Reproduza sem nenhuma alteração a parte do trecho para leitura entre "Cecília disse que até" e "o jornal, afirmou.", incluindo esses dois pontos.

— Trecho para leitura —
▬▬▬▬▬▬▬▬▬▬

Classificando-se como uma pessoa que acredita no espiritismo, Cecília disse que se uma pessoa é chamada para falar de um personagem “é porque o personagem está lhe convocando”. Segundo ela, é só começar a fazer a pesquisa “que as coisas vão aparecendo e chegando às nossas mãos, porque aquele espírito quer que você escreva sobre ele”.
 
 
A autora disse que sob a influência de Odylo não foi por mera coincidência ela ter descoberto um depoimento dele para o Centro de Memória da ABI, realizado em 1979, coincidentemente o ano da sua morte, aos 65 anos:
— Nessa gravação ele conta que não teria feito nada no JB, cuja reforma foi iniciada por ele, se não fosse a experiência que ele teve no Diário Carioca e na Tribuna da Imprensa, considerados por ele celeiros de bons jornalistas. 
 
 
Cecília disse que até ouvir a entrevista de Odylo para a ABI, só conhecia a história da Tribuna e do jornalismo “pouco ético praticado pelo Lacerda, o Corvo”. Não tinha informação alguma sobre o Diário Carioca:
— Depois de ouvir o depoimento do meu tio eu ficava me perguntando: que jornal seria esse tal Diário Carioca? Foi aí que despertou a minha curiosidade de apurar a história desse veículo tão elogiado, mas que eu nunca tinha ouvido falar. Eu conto no prólogo que o meu pai falava muito do Luiz Paulistano, que tinha sido um dos grandes nomes do DC, mas não tinha outras referências sobre o jornal, afirmou.

▬▬▬▬▬▬▬▬▬▬

— Material fornecido —
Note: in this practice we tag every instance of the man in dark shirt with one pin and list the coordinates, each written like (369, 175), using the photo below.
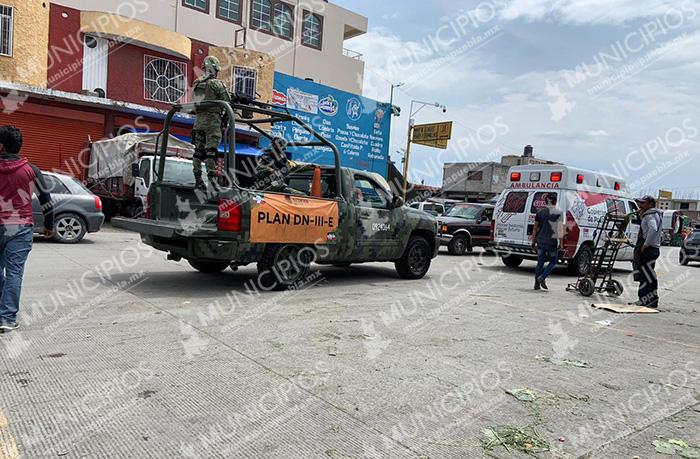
(545, 238)
(18, 180)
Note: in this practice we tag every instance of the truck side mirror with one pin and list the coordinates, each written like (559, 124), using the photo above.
(396, 202)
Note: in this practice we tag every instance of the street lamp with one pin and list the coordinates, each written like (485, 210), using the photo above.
(395, 110)
(411, 124)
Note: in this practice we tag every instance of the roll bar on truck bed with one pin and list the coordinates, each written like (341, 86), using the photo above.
(270, 114)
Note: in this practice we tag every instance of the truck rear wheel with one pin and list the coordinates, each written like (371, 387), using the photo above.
(284, 265)
(512, 261)
(209, 267)
(415, 261)
(458, 245)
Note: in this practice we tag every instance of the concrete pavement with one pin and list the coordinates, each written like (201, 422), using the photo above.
(124, 354)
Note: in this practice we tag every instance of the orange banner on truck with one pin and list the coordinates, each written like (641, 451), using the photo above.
(292, 219)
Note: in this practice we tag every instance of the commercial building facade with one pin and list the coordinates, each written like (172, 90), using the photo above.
(483, 181)
(76, 71)
(688, 207)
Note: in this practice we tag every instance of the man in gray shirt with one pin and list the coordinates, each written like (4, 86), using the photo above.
(648, 247)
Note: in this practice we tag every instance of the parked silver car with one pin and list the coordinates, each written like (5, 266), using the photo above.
(76, 210)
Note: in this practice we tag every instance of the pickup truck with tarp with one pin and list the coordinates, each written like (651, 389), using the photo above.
(326, 214)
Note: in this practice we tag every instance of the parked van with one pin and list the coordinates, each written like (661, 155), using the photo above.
(584, 198)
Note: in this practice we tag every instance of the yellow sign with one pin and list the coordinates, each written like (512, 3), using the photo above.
(294, 220)
(432, 132)
(442, 144)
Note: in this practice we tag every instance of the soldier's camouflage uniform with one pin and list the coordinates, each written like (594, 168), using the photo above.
(206, 133)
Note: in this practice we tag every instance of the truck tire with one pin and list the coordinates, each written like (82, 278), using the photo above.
(69, 228)
(458, 245)
(512, 261)
(580, 265)
(209, 267)
(284, 265)
(416, 259)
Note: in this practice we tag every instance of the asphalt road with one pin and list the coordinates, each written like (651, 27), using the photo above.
(123, 354)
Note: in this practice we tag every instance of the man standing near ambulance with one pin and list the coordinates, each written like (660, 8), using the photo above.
(648, 247)
(545, 238)
(18, 180)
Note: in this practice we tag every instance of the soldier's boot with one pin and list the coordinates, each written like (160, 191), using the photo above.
(214, 181)
(200, 185)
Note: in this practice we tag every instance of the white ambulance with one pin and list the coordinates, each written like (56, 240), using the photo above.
(584, 198)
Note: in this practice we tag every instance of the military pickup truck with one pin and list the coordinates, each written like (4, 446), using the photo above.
(327, 214)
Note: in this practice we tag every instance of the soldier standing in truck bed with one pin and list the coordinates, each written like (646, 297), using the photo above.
(206, 133)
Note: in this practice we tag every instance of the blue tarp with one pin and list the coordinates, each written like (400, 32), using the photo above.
(241, 148)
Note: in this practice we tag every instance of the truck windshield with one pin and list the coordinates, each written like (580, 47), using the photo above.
(178, 172)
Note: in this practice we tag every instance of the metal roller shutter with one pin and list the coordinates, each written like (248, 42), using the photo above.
(54, 143)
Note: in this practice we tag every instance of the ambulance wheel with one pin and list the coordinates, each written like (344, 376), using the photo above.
(512, 261)
(209, 267)
(283, 266)
(458, 245)
(615, 288)
(580, 265)
(586, 287)
(415, 261)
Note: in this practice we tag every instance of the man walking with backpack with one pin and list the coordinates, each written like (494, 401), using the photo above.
(648, 250)
(18, 180)
(545, 238)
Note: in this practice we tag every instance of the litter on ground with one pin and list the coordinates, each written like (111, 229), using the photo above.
(512, 438)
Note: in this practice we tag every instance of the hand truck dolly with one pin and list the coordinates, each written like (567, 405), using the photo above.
(609, 238)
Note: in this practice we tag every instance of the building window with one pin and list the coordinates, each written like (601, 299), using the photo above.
(261, 15)
(312, 32)
(199, 5)
(273, 16)
(164, 80)
(229, 10)
(245, 82)
(6, 17)
(283, 22)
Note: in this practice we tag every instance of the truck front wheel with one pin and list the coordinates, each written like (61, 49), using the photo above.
(209, 267)
(415, 261)
(284, 265)
(458, 245)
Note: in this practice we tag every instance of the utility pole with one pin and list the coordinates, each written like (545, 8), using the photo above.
(391, 100)
(411, 125)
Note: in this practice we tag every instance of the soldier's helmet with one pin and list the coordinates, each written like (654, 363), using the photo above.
(279, 144)
(211, 65)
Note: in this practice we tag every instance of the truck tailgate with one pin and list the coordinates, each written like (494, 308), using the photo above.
(162, 228)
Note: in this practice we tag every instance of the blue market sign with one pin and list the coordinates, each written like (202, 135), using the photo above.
(358, 126)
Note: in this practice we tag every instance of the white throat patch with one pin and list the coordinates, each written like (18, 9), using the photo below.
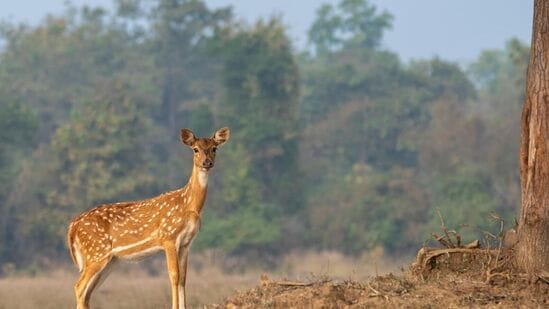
(203, 178)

▬▬▬▬▬▬▬▬▬▬

— Solução —
Cecília disse que até ouvir a entrevista de Odylo para a ABI, só conhecia a história da Tribuna e do jornalismo “pouco ético praticado pelo Lacerda, o Corvo”. Não tinha informação alguma sobre o Diário Carioca:
— Depois de ouvir o depoimento do meu tio eu ficava me perguntando: que jornal seria esse tal Diário Carioca? Foi aí que despertou a minha curiosidade de apurar a história desse veículo tão elogiado, mas que eu nunca tinha ouvido falar. Eu conto no prólogo que o meu pai falava muito do Luiz Paulistano, que tinha sido um dos grandes nomes do DC, mas não tinha outras referências sobre o jornal, afirmou.